>> START TEXT PASSAGE

# My killifish



## Morainy (Apr 21, 2010)

Here are a couple of photos of my killifish. I apologize for the dirty glass. There are spots all over it because I add Equilibrium to the water, slosh it all over the place, and never wipe the tank...

These killifish are aphyosemion primigenium 88-10. They are friendly and curious and they eat all day long. There are some fry in the tank of many different sizes but I don't think that I can capture them in a photo yet. Some of the fry are big enough to eat bloodworms.

One photo is of a female, and one is of a male.


----------



## Morainy (Apr 21, 2010)

Actually, one of the fry is in the photo of the female killi, but the fry is almost invisible.


----------



## Dustman (Apr 21, 2010)

Very pretty killifish indeed. That male has got some really bright colors.


----------



## kemi (Apr 26, 2010)

pretty colors. I love the killis, especially when they are dancing.

too bad you can't keep different killis in a tank, I would be up for a swap


----------



## Morainy (Apr 21, 2010)

Thanks, Kemi and Dustman!
I keep hearing that killies can be kept in a community tank, but these killies are so quiet that I can't really picture them in a tank with some rambunctious endlers or rasboras, let alone anything bigger. 

I think that they like live food and they'd be happier if I'd come through for them with something that they could chase around the tank. They love bloodworms, but only when they are falling from the dropper. Once the bloodworm snags on a leaf, it just sits there. I vacuum out the leftover bloodworms after ever meal, as best as I can.

>> END TEXT PASSAGE
>> START STORED ROWS

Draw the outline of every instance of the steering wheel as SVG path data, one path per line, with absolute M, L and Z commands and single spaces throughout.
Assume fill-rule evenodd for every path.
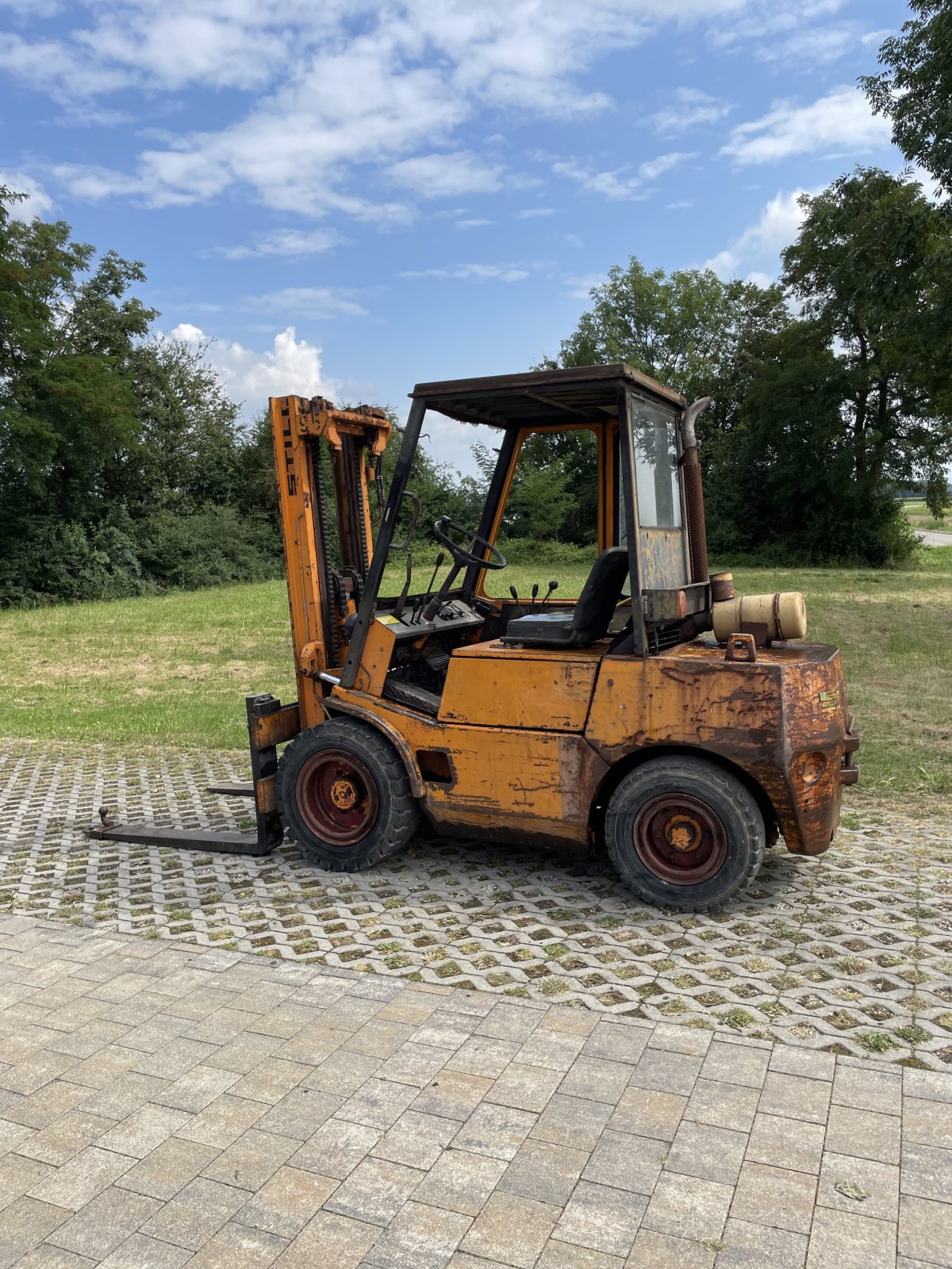
M 453 529 L 454 533 L 462 533 L 465 537 L 470 538 L 470 549 L 465 551 L 461 546 L 453 542 L 447 529 Z M 486 542 L 481 538 L 479 533 L 473 533 L 472 529 L 467 529 L 463 524 L 457 524 L 456 520 L 451 520 L 448 515 L 440 515 L 437 523 L 433 525 L 433 537 L 440 546 L 444 546 L 453 557 L 453 563 L 462 567 L 466 565 L 479 565 L 481 569 L 505 569 L 505 556 L 501 551 L 496 551 L 491 542 Z M 486 560 L 482 555 L 475 555 L 476 547 L 482 551 L 489 551 L 494 560 Z

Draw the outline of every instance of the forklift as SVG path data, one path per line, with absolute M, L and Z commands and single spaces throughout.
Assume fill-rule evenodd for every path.
M 253 780 L 213 786 L 254 798 L 256 835 L 114 825 L 105 808 L 91 832 L 249 854 L 288 838 L 355 872 L 423 817 L 604 846 L 638 898 L 682 911 L 737 896 L 781 834 L 795 854 L 826 850 L 859 775 L 839 652 L 805 642 L 802 595 L 737 596 L 710 575 L 696 431 L 710 398 L 618 364 L 419 383 L 410 400 L 388 491 L 383 411 L 270 401 L 297 702 L 249 697 Z M 423 586 L 409 482 L 429 414 L 499 444 L 479 524 L 432 527 Z M 538 604 L 536 585 L 501 596 L 520 453 L 565 434 L 597 464 L 588 579 L 576 598 L 559 579 Z

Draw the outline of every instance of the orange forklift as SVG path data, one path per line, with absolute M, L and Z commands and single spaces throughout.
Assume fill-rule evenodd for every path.
M 354 872 L 423 816 L 456 836 L 604 845 L 640 898 L 685 911 L 740 893 L 779 834 L 826 850 L 859 774 L 839 652 L 803 641 L 801 595 L 740 598 L 708 575 L 708 398 L 597 365 L 420 383 L 411 402 L 385 492 L 382 411 L 270 401 L 298 699 L 248 698 L 253 780 L 213 787 L 254 798 L 256 835 L 104 811 L 93 834 L 250 854 L 287 836 Z M 409 481 L 429 412 L 499 447 L 479 524 L 440 516 L 438 567 L 415 586 Z M 578 596 L 553 579 L 537 603 L 498 575 L 520 456 L 539 444 L 580 447 L 597 471 L 598 549 Z

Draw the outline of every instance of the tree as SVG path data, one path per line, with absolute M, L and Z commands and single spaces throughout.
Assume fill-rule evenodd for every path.
M 783 280 L 847 377 L 843 444 L 862 496 L 925 478 L 935 514 L 952 459 L 952 360 L 943 329 L 952 226 L 919 187 L 857 168 L 803 195 Z M 939 505 L 942 504 L 942 505 Z
M 859 80 L 877 114 L 892 121 L 892 140 L 910 162 L 952 193 L 952 6 L 909 0 L 915 14 L 880 48 L 886 70 Z

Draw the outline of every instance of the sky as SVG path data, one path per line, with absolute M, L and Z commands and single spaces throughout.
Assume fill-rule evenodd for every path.
M 143 261 L 256 414 L 528 369 L 631 255 L 770 280 L 797 198 L 899 171 L 900 0 L 0 0 L 17 214 Z M 713 391 L 712 386 L 712 391 Z M 428 423 L 472 470 L 472 429 Z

>> END STORED ROWS

#### COMPLETE THE FOLLOWING:
a: List each distinct username that appears as a poster in the killifish thread, in order of first appearance.
b: Repeat the killifish thread from "These killifish are" up to and including "is almost invisible.".
c: Pick up the killifish thread after its last sentence and continue it.
The lines after the killifish thread are separate material and do not belong to it.

#### IN RESPONSE:
a: Morainy, Dustman, kemi

b:
These killifish are aphyosemion primigenium 88-10. They are friendly and curious and they eat all day long. There are some fry in the tank of many different sizes but I don't think that I can capture them in a photo yet. Some of the fry are big enough to eat bloodworms.

One photo is of a female, and one is of a male.


----------



## Morainy (Apr 21, 2010)

Actually, one of the fry is in the photo of the female killi, but the fry is almost invisible.

c:
----------



## CRS Fan (Apr 21, 2010)

The filter must be fry/shrimplet safe if I remember correctly. If so, live daphnia will live in a tank until they are eaten. Canadian Aquatics (mykiss) almost always has this live food for sale.

Best Regards,

Stuart


----------



## Morainy (Apr 21, 2010)

Thanks, Stuart! My filter is fry safe these days.


----------



## Atom (Apr 21, 2010)

Morainy said:


> Actually, one of the fry is in the photo of the female killi, but the fry is almost invisible.


It is like playing Where's waldo?! I can't see the little guy.

Lovely Killies


----------



## Scholz (Apr 21, 2010)

Seen these Killifish in person and they seem very happy! and she has ALOT of fry! The intank method is working well! Her has lots and lots of plant cover to make them feel safe and sound...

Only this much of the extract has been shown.